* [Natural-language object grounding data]
============

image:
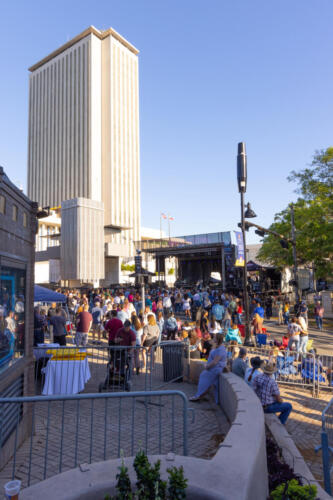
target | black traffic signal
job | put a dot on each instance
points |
(284, 244)
(246, 225)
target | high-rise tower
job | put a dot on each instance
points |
(84, 132)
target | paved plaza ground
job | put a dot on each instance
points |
(101, 430)
(155, 424)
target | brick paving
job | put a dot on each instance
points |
(102, 430)
(304, 424)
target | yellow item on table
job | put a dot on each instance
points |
(309, 345)
(75, 357)
(66, 354)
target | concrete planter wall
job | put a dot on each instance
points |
(238, 471)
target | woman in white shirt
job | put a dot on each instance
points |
(138, 329)
(213, 326)
(253, 371)
(187, 306)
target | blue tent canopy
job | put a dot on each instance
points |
(42, 294)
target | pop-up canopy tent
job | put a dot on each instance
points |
(42, 294)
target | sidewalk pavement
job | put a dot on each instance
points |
(304, 424)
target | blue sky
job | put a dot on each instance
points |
(212, 73)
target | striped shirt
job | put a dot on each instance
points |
(266, 388)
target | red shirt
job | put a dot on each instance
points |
(127, 337)
(112, 327)
(84, 322)
(198, 332)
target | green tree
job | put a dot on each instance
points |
(313, 220)
(317, 179)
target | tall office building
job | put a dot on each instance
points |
(84, 137)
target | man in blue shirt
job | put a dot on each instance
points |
(259, 310)
(218, 311)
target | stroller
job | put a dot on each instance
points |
(119, 370)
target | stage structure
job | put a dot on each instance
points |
(197, 257)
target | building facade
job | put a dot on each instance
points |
(83, 137)
(18, 226)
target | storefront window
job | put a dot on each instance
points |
(12, 314)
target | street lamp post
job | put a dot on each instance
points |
(242, 178)
(293, 239)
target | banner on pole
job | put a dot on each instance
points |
(240, 251)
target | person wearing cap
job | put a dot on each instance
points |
(209, 376)
(239, 365)
(253, 371)
(268, 392)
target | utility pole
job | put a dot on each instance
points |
(242, 178)
(293, 239)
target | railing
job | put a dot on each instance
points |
(326, 444)
(325, 372)
(292, 368)
(60, 370)
(66, 431)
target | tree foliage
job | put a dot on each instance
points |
(313, 220)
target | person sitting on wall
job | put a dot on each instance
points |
(209, 376)
(268, 392)
(253, 371)
(233, 334)
(239, 365)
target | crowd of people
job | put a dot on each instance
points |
(208, 321)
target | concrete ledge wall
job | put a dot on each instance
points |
(238, 471)
(242, 455)
(291, 454)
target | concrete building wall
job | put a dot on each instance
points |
(59, 144)
(84, 131)
(82, 240)
(120, 140)
(17, 251)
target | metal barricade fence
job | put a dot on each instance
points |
(169, 362)
(325, 372)
(68, 370)
(292, 368)
(326, 444)
(63, 432)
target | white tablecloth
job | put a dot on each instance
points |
(65, 377)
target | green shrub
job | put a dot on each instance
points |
(149, 485)
(294, 491)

============

* [WORK INSTRUCTIONS] Transcribe the data completely. No pictures should appear in the transcription.

* [RESPONSE TO THIS TASK]
image:
target | black traffic signal
job | put a dot on each instance
points |
(284, 244)
(246, 225)
target | high-rise tower
job | put a dot on each instance
points |
(84, 132)
target | paved plaza ground
job | put a dot on each instance
points |
(101, 430)
(155, 424)
target | brick paving
job | put a dot on each instance
points |
(102, 430)
(304, 424)
target | yellow item on table
job | put a dot on each instance
points |
(309, 345)
(75, 357)
(66, 354)
target | concrete planter wall
job | put a dot on each instance
points |
(238, 471)
target | woman in white shirt
job | put a dot on each instance
points |
(138, 329)
(213, 326)
(253, 371)
(187, 306)
target | blue tent canopy
job | put a dot on each instance
points |
(42, 294)
target | pop-up canopy tent
job | put a dot on each instance
points |
(42, 294)
target | sidewalk pavement
job | put a dot on each instance
points |
(304, 424)
target | blue sky
job | put a dot on each instance
points |
(212, 73)
target | striped shirt
job | put a dot on each instance
points |
(266, 388)
target | red shirt
job | put a dot on each instance
points |
(127, 337)
(112, 327)
(84, 322)
(198, 332)
target | green tree
job | put a dot on each instance
points |
(313, 220)
(317, 179)
target | tall office building
job | put a dot on each instance
points |
(84, 137)
target | man in blue shirt
job | put a dot on each instance
points |
(259, 310)
(218, 311)
target | stroller
job | put a dot on each instance
points |
(119, 370)
target | stage structure
job | put a dot on each instance
points |
(197, 257)
target | building facade
job | put a dot on each instance
points |
(83, 137)
(18, 226)
target | storefront window
job | put a dot on each instance
points |
(12, 314)
target | street lamp post
job | put a dot on each instance
points |
(242, 178)
(293, 239)
target | banner on pole
job | put a dot on each instance
points |
(240, 251)
target | person wearing cap
job | put a dot on each instance
points |
(209, 376)
(239, 365)
(253, 371)
(268, 392)
target | utility pole
job | put a dot on each instance
points |
(242, 178)
(293, 239)
target | railing
job | put a dot on each instance
points |
(326, 444)
(325, 372)
(292, 368)
(60, 370)
(66, 431)
target | tree foliage
job | put a dot on each instance
points |
(313, 220)
target | person sitting on wall
job | put a dot on each instance
points |
(209, 376)
(268, 392)
(253, 371)
(233, 334)
(239, 365)
target | crowd of people
job | put a dot on each instance
points |
(208, 321)
target | concrete ledge wall
job | put a dot on each instance
points |
(238, 471)
(242, 455)
(291, 454)
target | concrete building wall
job | put a dot on each instance
points |
(59, 144)
(84, 131)
(82, 240)
(120, 140)
(17, 251)
target | metal barricade fence
job | put a dot on each instance
points |
(169, 362)
(325, 372)
(68, 370)
(292, 368)
(326, 444)
(63, 432)
target | white tablecloth
job | put a dot on each instance
points |
(65, 377)
target | green shrub
job | put a dot on each instance
points |
(149, 485)
(294, 491)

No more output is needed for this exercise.